# [Task requirements]
Lay out the data below as a two-column CSV with the headers instruction and response, one row for each block. Put the text of each block in the instruction field and its answer in the response field, each quoted and with line breaks turned into spaces, and leave out the pictures.

# [Material provided]
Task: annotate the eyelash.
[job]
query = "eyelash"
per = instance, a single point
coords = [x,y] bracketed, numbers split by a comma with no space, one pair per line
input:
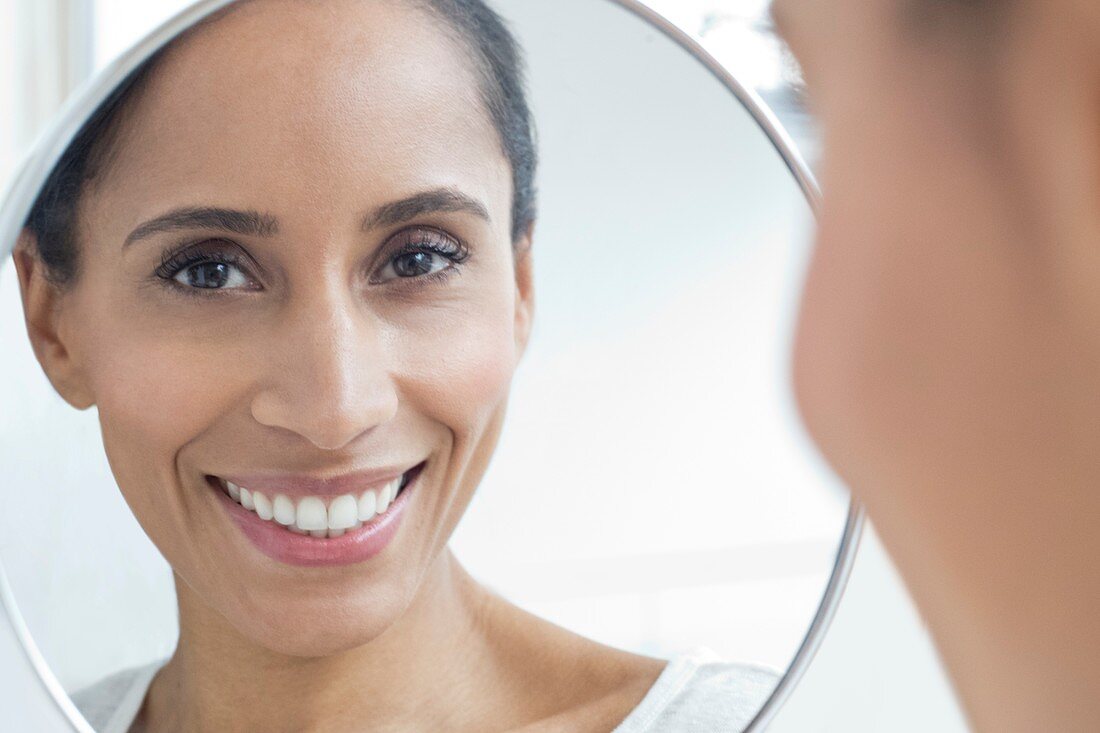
[420,239]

# [Solution to the problem]
instruction,response
"Task: annotate the eyelash. [job] query = ""eyelash"" per = instance, a single point coords = [x,y] bracketed, numbers split by a comma with no space, one pair per line input:","[420,239]"